* [WHAT NEEDS TO BE DONE]:
Report every line of the data below that contains the word "green". Case counts.
** Start of SOURCE DATA **
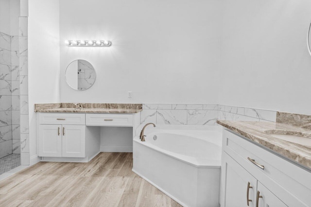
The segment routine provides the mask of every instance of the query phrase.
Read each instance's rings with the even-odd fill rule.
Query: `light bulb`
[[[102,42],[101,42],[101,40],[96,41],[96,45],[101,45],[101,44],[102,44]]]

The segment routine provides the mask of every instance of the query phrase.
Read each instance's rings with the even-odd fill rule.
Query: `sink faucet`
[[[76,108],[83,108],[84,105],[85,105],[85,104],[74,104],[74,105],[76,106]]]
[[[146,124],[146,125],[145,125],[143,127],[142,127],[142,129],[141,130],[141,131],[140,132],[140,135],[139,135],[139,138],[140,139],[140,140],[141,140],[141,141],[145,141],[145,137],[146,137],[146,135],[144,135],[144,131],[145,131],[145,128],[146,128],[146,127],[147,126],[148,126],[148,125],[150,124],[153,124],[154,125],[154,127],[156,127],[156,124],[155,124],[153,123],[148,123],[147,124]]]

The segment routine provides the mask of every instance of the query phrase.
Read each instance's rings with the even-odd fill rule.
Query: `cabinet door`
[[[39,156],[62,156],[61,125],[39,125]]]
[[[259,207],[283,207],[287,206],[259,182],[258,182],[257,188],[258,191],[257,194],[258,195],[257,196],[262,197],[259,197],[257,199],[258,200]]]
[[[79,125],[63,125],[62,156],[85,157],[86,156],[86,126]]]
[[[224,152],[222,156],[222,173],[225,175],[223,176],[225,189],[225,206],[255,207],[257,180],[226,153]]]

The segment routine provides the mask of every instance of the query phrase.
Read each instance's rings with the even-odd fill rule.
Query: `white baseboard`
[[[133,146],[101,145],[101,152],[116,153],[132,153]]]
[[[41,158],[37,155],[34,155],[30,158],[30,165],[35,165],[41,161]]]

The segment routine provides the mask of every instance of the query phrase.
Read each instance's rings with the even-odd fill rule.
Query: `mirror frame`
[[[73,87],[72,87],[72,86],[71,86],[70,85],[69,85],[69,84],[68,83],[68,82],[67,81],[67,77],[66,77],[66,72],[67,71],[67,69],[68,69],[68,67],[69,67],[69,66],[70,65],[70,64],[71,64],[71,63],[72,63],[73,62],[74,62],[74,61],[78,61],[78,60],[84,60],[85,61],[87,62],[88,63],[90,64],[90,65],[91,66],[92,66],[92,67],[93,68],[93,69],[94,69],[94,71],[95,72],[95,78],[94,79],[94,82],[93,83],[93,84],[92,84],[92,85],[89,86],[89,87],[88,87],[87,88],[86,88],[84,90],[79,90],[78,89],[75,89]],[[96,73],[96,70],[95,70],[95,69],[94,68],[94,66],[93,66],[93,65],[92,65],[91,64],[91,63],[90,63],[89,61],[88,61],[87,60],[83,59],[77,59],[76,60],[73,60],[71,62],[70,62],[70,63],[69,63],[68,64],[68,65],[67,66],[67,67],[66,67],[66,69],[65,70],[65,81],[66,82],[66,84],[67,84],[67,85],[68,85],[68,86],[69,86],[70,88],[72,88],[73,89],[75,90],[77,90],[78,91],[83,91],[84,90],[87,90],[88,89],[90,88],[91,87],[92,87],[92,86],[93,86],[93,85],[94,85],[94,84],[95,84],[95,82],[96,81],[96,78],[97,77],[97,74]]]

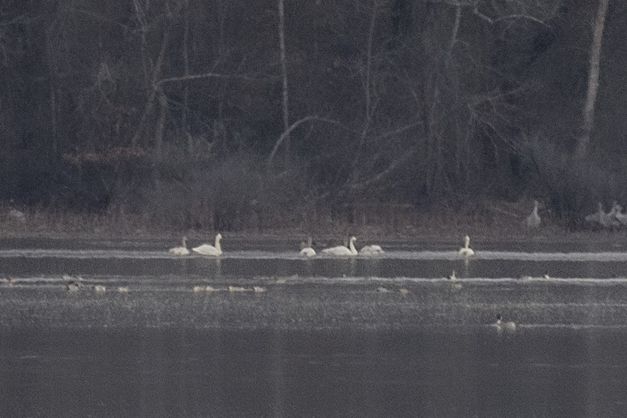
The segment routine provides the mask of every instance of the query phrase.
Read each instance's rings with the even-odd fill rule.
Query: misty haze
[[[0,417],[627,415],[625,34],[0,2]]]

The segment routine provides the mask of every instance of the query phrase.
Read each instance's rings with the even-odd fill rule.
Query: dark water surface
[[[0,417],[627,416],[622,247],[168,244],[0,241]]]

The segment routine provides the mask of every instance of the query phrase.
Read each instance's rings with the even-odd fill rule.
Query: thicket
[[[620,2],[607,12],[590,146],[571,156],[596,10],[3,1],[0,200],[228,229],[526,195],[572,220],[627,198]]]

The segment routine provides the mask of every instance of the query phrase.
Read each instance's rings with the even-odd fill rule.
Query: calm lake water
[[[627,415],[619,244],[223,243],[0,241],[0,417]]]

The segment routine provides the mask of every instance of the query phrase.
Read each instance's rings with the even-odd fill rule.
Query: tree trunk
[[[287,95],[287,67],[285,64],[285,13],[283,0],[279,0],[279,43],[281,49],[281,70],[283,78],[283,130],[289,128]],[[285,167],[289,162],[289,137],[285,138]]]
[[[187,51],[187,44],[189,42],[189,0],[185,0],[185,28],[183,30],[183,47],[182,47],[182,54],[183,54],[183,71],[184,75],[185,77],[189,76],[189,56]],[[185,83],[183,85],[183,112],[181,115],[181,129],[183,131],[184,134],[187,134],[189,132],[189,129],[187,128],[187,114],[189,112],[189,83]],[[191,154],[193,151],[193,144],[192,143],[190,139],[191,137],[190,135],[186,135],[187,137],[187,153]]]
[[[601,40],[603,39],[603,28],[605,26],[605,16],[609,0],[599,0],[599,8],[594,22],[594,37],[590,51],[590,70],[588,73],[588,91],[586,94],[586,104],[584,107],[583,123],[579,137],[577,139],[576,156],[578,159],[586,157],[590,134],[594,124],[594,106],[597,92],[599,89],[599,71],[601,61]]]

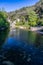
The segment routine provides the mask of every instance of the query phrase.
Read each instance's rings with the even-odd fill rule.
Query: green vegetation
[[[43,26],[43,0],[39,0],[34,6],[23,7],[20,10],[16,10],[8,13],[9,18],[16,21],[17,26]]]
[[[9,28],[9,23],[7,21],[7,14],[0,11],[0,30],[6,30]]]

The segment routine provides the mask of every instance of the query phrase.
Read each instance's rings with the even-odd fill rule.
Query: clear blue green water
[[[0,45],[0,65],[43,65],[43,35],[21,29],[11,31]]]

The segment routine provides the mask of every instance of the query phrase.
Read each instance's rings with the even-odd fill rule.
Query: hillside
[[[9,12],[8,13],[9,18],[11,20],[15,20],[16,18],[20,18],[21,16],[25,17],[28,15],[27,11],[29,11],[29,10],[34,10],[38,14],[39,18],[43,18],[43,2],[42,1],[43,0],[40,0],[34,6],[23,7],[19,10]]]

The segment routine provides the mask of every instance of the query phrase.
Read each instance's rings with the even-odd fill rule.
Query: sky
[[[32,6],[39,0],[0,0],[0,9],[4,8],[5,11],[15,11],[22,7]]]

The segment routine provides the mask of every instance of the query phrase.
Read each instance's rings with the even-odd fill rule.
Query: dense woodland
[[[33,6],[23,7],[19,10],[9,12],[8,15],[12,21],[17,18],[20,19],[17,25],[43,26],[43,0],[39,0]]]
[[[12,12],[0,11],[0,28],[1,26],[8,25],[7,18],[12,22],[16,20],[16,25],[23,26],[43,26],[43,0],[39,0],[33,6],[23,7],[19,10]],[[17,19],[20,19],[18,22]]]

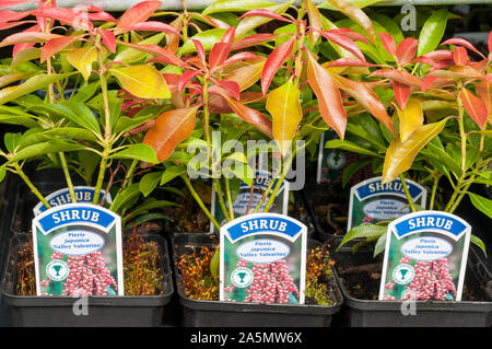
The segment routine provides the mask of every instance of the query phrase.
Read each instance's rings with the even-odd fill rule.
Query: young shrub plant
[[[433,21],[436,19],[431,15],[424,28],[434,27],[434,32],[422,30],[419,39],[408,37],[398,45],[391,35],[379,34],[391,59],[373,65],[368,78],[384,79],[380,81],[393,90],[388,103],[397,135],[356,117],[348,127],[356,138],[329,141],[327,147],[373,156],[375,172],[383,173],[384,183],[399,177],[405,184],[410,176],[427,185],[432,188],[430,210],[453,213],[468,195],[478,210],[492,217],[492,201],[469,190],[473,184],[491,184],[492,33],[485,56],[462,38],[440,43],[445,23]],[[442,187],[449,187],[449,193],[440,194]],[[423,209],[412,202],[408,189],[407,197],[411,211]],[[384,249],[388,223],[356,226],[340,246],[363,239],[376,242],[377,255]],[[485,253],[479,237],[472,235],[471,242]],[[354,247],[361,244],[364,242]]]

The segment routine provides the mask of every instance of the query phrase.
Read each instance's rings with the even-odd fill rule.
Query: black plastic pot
** End of SOURCE DATA **
* [RESPONSE TO THE TASK]:
Query: green vegetation
Query: clear blue green water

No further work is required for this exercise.